● **HOW TO COMPLETE THIS TASK**:
What do the lines from the one containing "[pin] distant building -- one per line" through the end of the entries say? Quote them exactly, and only them.

● **SUPPLIED RECORDS**:
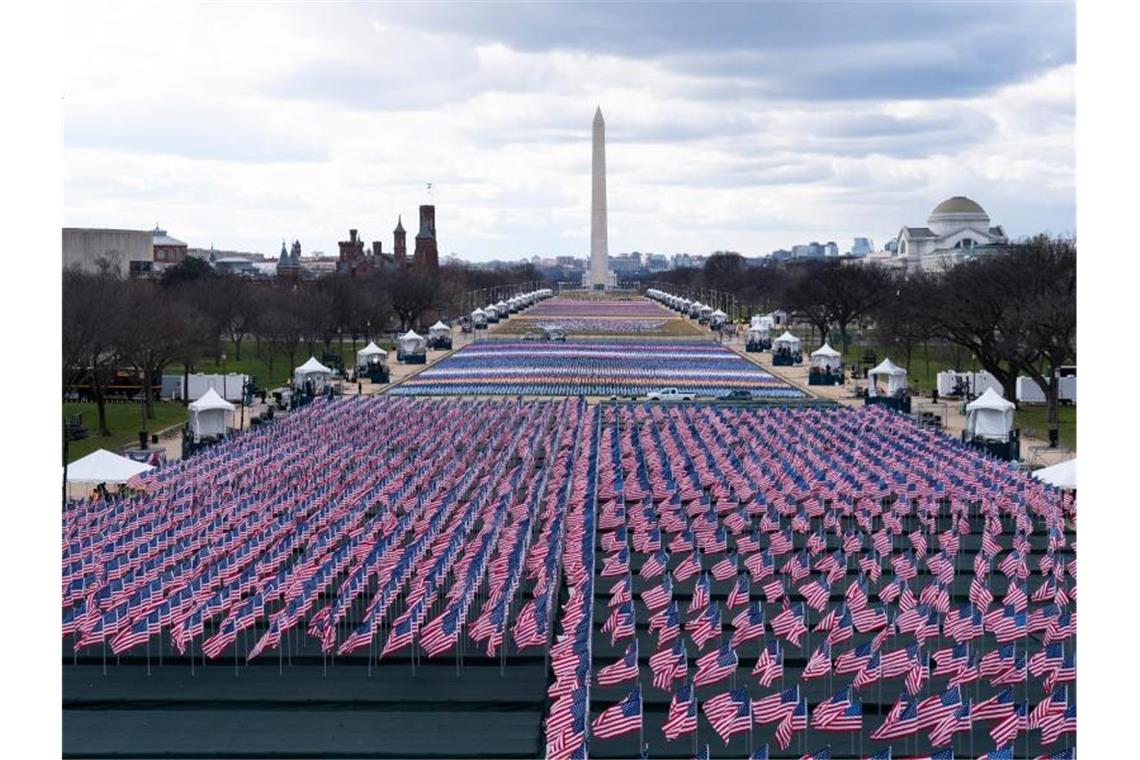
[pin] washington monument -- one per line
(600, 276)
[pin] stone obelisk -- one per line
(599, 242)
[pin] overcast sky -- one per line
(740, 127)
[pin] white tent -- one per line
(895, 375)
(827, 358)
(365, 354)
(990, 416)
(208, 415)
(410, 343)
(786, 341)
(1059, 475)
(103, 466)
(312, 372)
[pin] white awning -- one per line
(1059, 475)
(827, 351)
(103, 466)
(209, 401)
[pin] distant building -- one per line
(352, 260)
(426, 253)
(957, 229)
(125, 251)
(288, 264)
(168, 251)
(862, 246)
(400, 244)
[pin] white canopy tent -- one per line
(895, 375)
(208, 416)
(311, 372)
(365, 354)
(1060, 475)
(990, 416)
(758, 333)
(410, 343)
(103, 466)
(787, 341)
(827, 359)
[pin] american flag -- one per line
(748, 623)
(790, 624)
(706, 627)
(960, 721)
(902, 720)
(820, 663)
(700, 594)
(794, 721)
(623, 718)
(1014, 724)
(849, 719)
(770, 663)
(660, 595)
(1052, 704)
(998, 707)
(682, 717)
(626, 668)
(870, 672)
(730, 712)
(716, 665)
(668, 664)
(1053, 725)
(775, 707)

● **RESPONSE TO THIS TASK**:
[pin] distant building -- one per line
(352, 260)
(426, 253)
(957, 229)
(125, 251)
(288, 264)
(168, 251)
(862, 246)
(400, 244)
[pin] white canopy tent -- one per line
(895, 375)
(208, 416)
(311, 372)
(365, 354)
(1060, 475)
(990, 416)
(758, 333)
(410, 343)
(103, 466)
(787, 341)
(827, 359)
[pin] american flag -- one per line
(748, 623)
(790, 624)
(706, 627)
(960, 721)
(902, 720)
(820, 663)
(700, 594)
(794, 721)
(623, 718)
(1014, 724)
(849, 719)
(770, 663)
(660, 595)
(1052, 704)
(998, 707)
(682, 717)
(626, 668)
(870, 672)
(730, 712)
(716, 665)
(668, 664)
(1053, 725)
(775, 707)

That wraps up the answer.